> **Stated task 1**: Transcribe the passage of the sermon text below from "Sadly, such sentiments" up to and including "release for everyone.".
> **Stated task 2**: According to the sermon text below, what is the great multitude standing before the throne holding in their hands?

Sadly, such sentiments are not always true. Death is a release from sin and its consequences for the redeemed, those who cling to their Savior in steadfast faith for cleansing from sin. But, make no mistake about it, death is not a release for everyone.
The Bible says, “Whoever believes and is baptized shall be saved; but whoever does not believe shall be condemned” (Mk.16).
So, if we ask: “Who are the ones for whom death is a blessing as it frees them from sin and brings them to an eternally happy existence where all sorrow and sufferings are gone?” – our text responds, “They are the ones who are coming out of the great tribulation who have washed their robes and made them white in the blood of the Lamb.”
Such people knew their sin and weakness here. They recognized their total inability before God. But the difference about them is that they clung to the merits and work of Christ Jesus for forgiveness. They are the ones who love to sing, “Just as I am without one plea, but that Thy blood was shed for me.” Of them we are told, “Never again will they hunger; never again will they thirst. The sun will not beat upon them, nor any scorching heat…and God will wipe away every tear from their eyes.” They are dressed in the white robes of Christ’s righteousness, relying completely on Him.
That was Audrey. Her complete trust in Jesus as her Savior was evident in the things she did and said. Was she perfect? No! And she would be the first to confess that. But she was washed in the blood of her Savior and held to Him alone in faith. In that faith she now takes up a place with the “great multitude that no one can count…standing before the throne and in front of the Lamb. They are wearing white robes and are holding palm branches in their hands. And they cry out in a loud voice: Salvation belongs to our God, who sits on the throne and to the Lamb…Praise and glory and wisdom and thanks and honor and power and strength be to our God forever and ever. Amen.”
What a blessing to see What the Saints in Heaven Enjoy. It lifts our hearts and sends us away rejoicing in the Lord for her.
II. Dressed in white they enjoy a close life with God forever.

> **Data records**:
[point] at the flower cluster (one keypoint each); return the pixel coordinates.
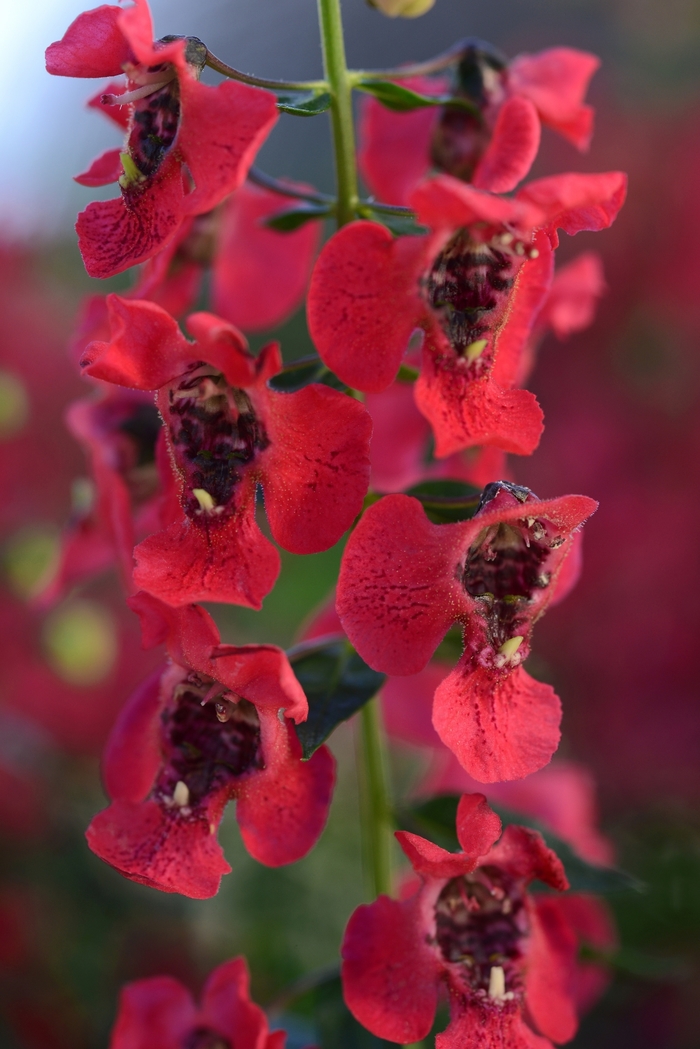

...

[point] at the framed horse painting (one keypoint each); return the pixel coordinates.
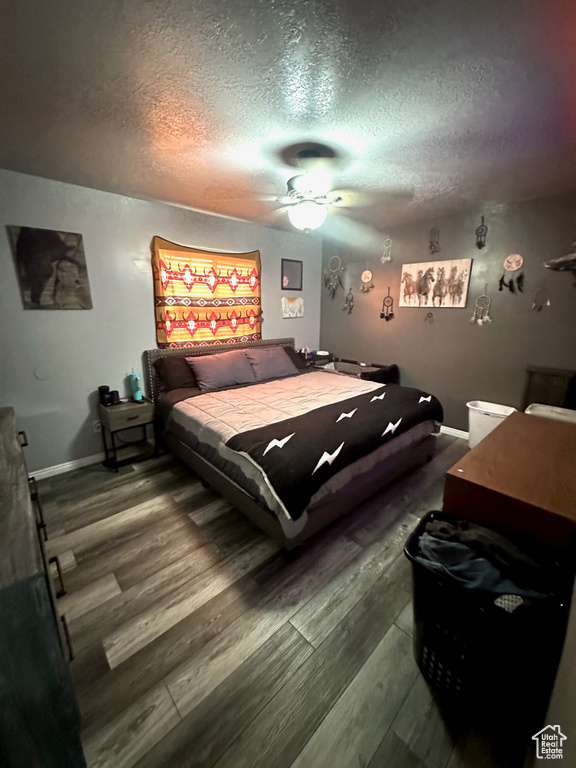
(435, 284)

> **Full output 1**:
Sadly, such sentiments are not always true. Death is a release from sin and its consequences for the redeemed, those who cling to their Savior in steadfast faith for cleansing from sin. But, make no mistake about it, death is not a release for everyone.

> **Full output 2**: Palm branches.